# Exercise data
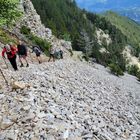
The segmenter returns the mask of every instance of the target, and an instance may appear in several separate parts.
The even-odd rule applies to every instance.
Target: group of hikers
[[[32,46],[32,52],[31,53],[35,53],[36,58],[39,62],[39,64],[42,62],[41,61],[41,54],[42,54],[42,50],[39,46],[34,45]],[[53,59],[53,61],[55,61],[55,49],[53,47],[50,47],[50,57],[49,57],[49,61],[51,61],[51,59]],[[7,55],[7,57],[5,56],[5,54]],[[60,50],[59,51],[60,57],[61,59],[63,58],[63,51]],[[24,43],[22,41],[18,42],[18,45],[15,45],[13,43],[9,43],[6,44],[2,50],[2,57],[3,59],[8,59],[12,65],[12,67],[14,68],[15,71],[18,70],[18,66],[17,66],[17,62],[16,62],[16,58],[17,55],[19,57],[19,62],[20,62],[20,67],[24,67],[23,65],[23,60],[26,62],[26,67],[29,67],[29,62],[27,60],[27,56],[28,56],[28,49],[27,46],[24,45]]]

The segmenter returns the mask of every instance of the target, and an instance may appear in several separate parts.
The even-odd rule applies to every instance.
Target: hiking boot
[[[29,64],[27,64],[26,67],[29,67]]]
[[[20,67],[24,67],[24,65],[23,65],[23,64],[21,64],[21,65],[20,65]]]

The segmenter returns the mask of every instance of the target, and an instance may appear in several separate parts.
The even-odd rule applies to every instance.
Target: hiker
[[[17,62],[16,62],[16,53],[17,53],[17,48],[14,45],[6,45],[4,46],[2,50],[2,57],[6,59],[5,53],[7,54],[7,58],[10,61],[12,67],[14,68],[15,71],[18,70],[17,68]]]
[[[26,61],[26,67],[29,67],[29,63],[26,59],[27,58],[27,47],[22,43],[22,41],[19,41],[17,49],[18,49],[19,61],[21,63],[20,67],[24,67],[22,59],[24,59]]]
[[[40,58],[40,55],[41,55],[41,50],[39,49],[38,46],[33,46],[32,48],[32,53],[35,53],[36,54],[36,57],[37,57],[37,60],[39,62],[39,64],[41,63],[41,58]]]
[[[59,54],[60,54],[60,59],[63,59],[63,50],[62,49],[60,49]]]
[[[51,58],[53,59],[53,62],[55,61],[55,48],[53,46],[50,47],[50,57],[48,62],[50,62]]]

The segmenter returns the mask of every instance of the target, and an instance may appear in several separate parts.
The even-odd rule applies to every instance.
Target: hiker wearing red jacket
[[[6,45],[3,50],[2,50],[2,57],[6,59],[5,53],[7,55],[8,60],[10,61],[12,67],[14,70],[18,70],[17,68],[17,62],[16,62],[16,53],[17,53],[17,48],[14,45]]]

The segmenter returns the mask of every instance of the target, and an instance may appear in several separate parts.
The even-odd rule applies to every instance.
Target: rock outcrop
[[[30,0],[22,0],[20,2],[20,8],[22,9],[24,16],[15,28],[15,30],[18,30],[17,32],[20,32],[22,26],[27,26],[31,29],[32,34],[42,39],[46,39],[56,50],[62,49],[65,57],[70,56],[69,51],[72,50],[71,42],[56,38],[52,34],[51,29],[46,28],[42,24],[40,16],[37,14]]]
[[[133,76],[73,60],[4,74],[30,86],[0,89],[1,140],[140,139],[140,86]]]

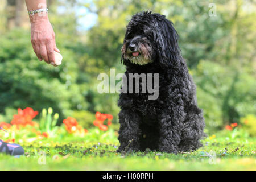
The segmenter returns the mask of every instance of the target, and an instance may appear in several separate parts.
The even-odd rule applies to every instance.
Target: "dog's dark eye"
[[[130,39],[130,38],[131,38],[131,33],[130,33],[130,32],[129,32],[127,34],[127,36],[126,36],[126,37],[128,38],[128,39]]]

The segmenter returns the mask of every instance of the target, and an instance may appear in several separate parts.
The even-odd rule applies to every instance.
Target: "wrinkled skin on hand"
[[[48,64],[55,64],[54,51],[59,52],[55,42],[55,34],[47,14],[30,15],[31,43],[38,59]]]

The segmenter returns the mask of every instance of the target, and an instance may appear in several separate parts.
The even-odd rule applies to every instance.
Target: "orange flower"
[[[226,130],[231,131],[232,130],[232,127],[229,125],[226,125],[225,127]]]
[[[237,126],[237,123],[232,123],[232,124],[230,125],[230,126],[231,126],[232,127],[235,127],[236,126]]]
[[[46,137],[46,138],[48,138],[49,137],[49,134],[47,132],[43,132],[42,135],[43,136],[44,136],[44,137]]]
[[[68,118],[63,120],[63,123],[68,133],[72,133],[77,130],[78,123],[76,119],[69,117]]]
[[[245,119],[245,124],[246,125],[247,123],[248,123],[248,122],[249,122],[248,119]]]
[[[109,114],[103,114],[100,112],[96,112],[95,114],[95,118],[96,120],[93,121],[93,125],[95,126],[98,127],[98,128],[102,131],[108,130],[108,126],[104,125],[104,121],[108,119],[108,125],[112,124],[112,121],[113,119],[113,115]]]
[[[5,130],[10,129],[11,125],[4,122],[0,122],[0,128],[2,127]]]
[[[104,131],[108,130],[108,126],[106,126],[106,125],[100,125],[98,127],[99,127],[100,130]]]
[[[20,126],[26,127],[27,125],[35,126],[37,125],[36,122],[32,121],[38,114],[38,111],[34,111],[32,108],[27,107],[24,110],[21,109],[18,109],[18,115],[14,115],[13,119],[11,123],[16,125],[18,127]]]
[[[98,120],[94,120],[93,121],[93,125],[94,125],[95,126],[99,126],[100,125],[102,125],[102,123],[101,123],[101,122],[100,121],[98,121]]]

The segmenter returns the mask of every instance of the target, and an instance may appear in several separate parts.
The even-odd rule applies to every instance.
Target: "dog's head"
[[[164,15],[141,12],[129,23],[122,47],[122,60],[141,65],[158,61],[162,67],[181,57],[178,34]]]

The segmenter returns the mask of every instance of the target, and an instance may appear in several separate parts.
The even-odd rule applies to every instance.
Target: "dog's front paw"
[[[178,150],[176,147],[172,146],[160,147],[159,150],[161,152],[177,154]]]
[[[118,150],[117,150],[117,152],[118,153],[130,153],[130,152],[136,152],[139,151],[139,148],[134,146],[130,145],[127,146],[120,146]]]

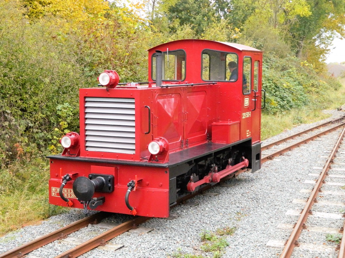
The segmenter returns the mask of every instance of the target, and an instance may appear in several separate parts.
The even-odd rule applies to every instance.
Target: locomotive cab
[[[262,52],[183,40],[148,52],[148,82],[106,70],[100,87],[80,90],[80,135],[48,157],[50,203],[165,217],[186,195],[260,168]]]

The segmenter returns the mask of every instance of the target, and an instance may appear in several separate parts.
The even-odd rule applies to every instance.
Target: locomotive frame
[[[148,82],[106,70],[104,86],[80,90],[80,135],[48,157],[50,203],[166,217],[178,199],[260,169],[262,52],[203,40],[148,51]]]

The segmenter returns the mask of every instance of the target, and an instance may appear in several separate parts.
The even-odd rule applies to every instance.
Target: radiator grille
[[[85,98],[87,151],[134,154],[134,99]]]

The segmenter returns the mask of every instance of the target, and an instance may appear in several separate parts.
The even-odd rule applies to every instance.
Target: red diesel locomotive
[[[108,70],[103,87],[80,89],[80,135],[48,157],[50,203],[166,217],[179,198],[260,169],[262,52],[183,40],[148,55],[148,82]]]

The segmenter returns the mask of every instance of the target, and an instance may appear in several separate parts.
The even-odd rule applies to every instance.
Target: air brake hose
[[[72,202],[72,201],[69,200],[68,199],[66,198],[63,195],[63,193],[62,192],[62,190],[63,189],[63,187],[65,187],[65,185],[69,181],[70,181],[72,180],[72,178],[70,175],[68,174],[66,174],[62,178],[62,183],[61,184],[61,186],[60,186],[60,189],[59,191],[59,193],[60,195],[60,197],[61,198],[64,200],[67,203],[67,205],[68,206],[71,206],[73,205],[73,203]]]
[[[128,186],[128,188],[127,190],[126,195],[125,196],[125,202],[126,203],[126,206],[129,209],[129,210],[131,211],[131,213],[133,215],[135,215],[137,214],[137,211],[135,209],[130,206],[130,205],[129,204],[129,202],[128,200],[128,198],[129,197],[129,194],[133,190],[135,186],[135,182],[134,180],[131,180],[129,181],[128,183],[127,184],[127,186]]]

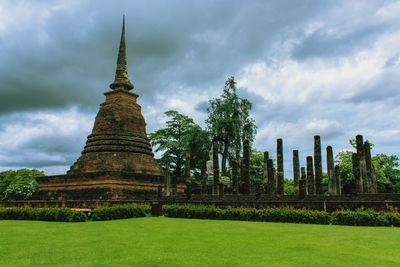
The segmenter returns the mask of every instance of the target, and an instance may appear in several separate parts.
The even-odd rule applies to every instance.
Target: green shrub
[[[390,225],[400,227],[400,213],[386,213],[385,215]]]
[[[329,224],[329,213],[313,210],[295,210],[289,208],[255,209],[245,207],[218,208],[206,205],[164,205],[163,213],[168,217],[269,221]]]
[[[387,213],[373,210],[341,210],[331,214],[332,224],[355,226],[389,226]]]
[[[38,186],[36,178],[44,176],[36,169],[8,170],[0,173],[0,199],[20,200],[29,198]]]
[[[308,224],[329,224],[330,215],[325,211],[274,208],[265,210],[265,221]]]
[[[83,212],[58,208],[0,208],[0,220],[38,220],[59,222],[84,222]]]
[[[146,217],[150,214],[148,205],[127,204],[114,207],[94,209],[90,214],[93,221],[105,221],[115,219],[127,219],[135,217]]]

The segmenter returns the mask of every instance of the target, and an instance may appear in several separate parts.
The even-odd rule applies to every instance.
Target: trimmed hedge
[[[0,220],[84,222],[87,216],[70,209],[0,208]]]
[[[94,209],[90,213],[90,219],[93,221],[106,221],[115,219],[146,217],[149,214],[150,214],[149,205],[127,204],[114,207]]]
[[[265,222],[292,222],[329,224],[330,215],[325,211],[295,210],[290,208],[219,208],[205,205],[165,205],[163,213],[167,217],[265,221]]]
[[[373,210],[341,210],[329,214],[325,211],[291,208],[220,208],[206,205],[172,204],[164,205],[163,213],[167,217],[178,218],[400,227],[400,213]]]

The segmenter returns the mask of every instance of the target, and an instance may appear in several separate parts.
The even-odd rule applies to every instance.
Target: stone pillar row
[[[214,187],[213,194],[223,194],[223,188],[219,186],[218,147],[213,142]],[[284,194],[284,168],[283,168],[283,140],[277,139],[276,143],[276,169],[273,159],[268,151],[264,152],[264,192],[265,194]],[[234,194],[250,194],[250,144],[243,141],[243,162],[239,175],[239,162],[232,161],[232,192]],[[329,195],[341,195],[342,183],[340,179],[340,167],[335,165],[332,146],[326,147],[326,163],[328,175]],[[190,160],[190,155],[188,159]],[[353,181],[351,193],[376,193],[376,177],[372,169],[371,145],[363,141],[362,135],[356,136],[356,152],[352,154]],[[322,153],[321,137],[314,136],[314,156],[306,157],[306,166],[300,165],[299,151],[293,150],[293,183],[300,198],[306,195],[323,194],[322,183]]]

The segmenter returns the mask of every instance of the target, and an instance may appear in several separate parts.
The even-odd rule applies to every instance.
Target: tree
[[[396,155],[377,154],[372,157],[372,165],[375,169],[378,192],[400,192],[399,158]]]
[[[350,141],[351,144],[351,141]],[[353,180],[352,152],[342,151],[335,157],[336,164],[340,166],[340,179],[344,192],[350,192]],[[396,155],[377,154],[372,157],[372,168],[376,175],[378,192],[400,192],[399,158]]]
[[[149,134],[150,142],[156,152],[163,152],[159,160],[164,170],[176,179],[184,177],[186,153],[191,155],[190,166],[204,169],[210,149],[209,135],[193,119],[175,110],[165,112],[169,117],[166,127]]]
[[[37,188],[36,177],[44,176],[36,169],[8,170],[0,173],[0,199],[20,200],[30,197]]]
[[[226,176],[228,160],[240,158],[243,140],[249,140],[250,144],[254,140],[256,125],[249,114],[251,107],[250,101],[238,97],[234,77],[226,81],[219,98],[209,101],[206,123],[211,135],[218,140],[223,176]]]
[[[250,153],[250,183],[256,192],[264,191],[264,153],[255,149]]]
[[[351,151],[341,151],[335,156],[335,163],[340,167],[340,180],[344,193],[351,192],[353,181],[353,162]]]

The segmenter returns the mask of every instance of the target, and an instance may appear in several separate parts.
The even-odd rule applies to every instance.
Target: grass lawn
[[[0,221],[0,266],[400,266],[400,228],[163,217]]]

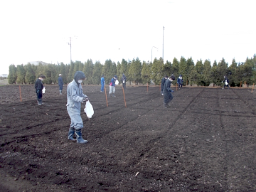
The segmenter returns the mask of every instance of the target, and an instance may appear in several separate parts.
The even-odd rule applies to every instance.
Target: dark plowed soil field
[[[0,191],[255,191],[256,95],[183,87],[163,108],[159,87],[84,85],[85,144],[68,141],[58,85],[0,87]],[[107,87],[107,92],[109,87]]]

# Description of the task
Identify every line in the entries above that contains the word "locomotive", and copy each such line in full. Case is significant.

# Reply
Target: locomotive cab
Target: locomotive frame
Target: red diesel locomotive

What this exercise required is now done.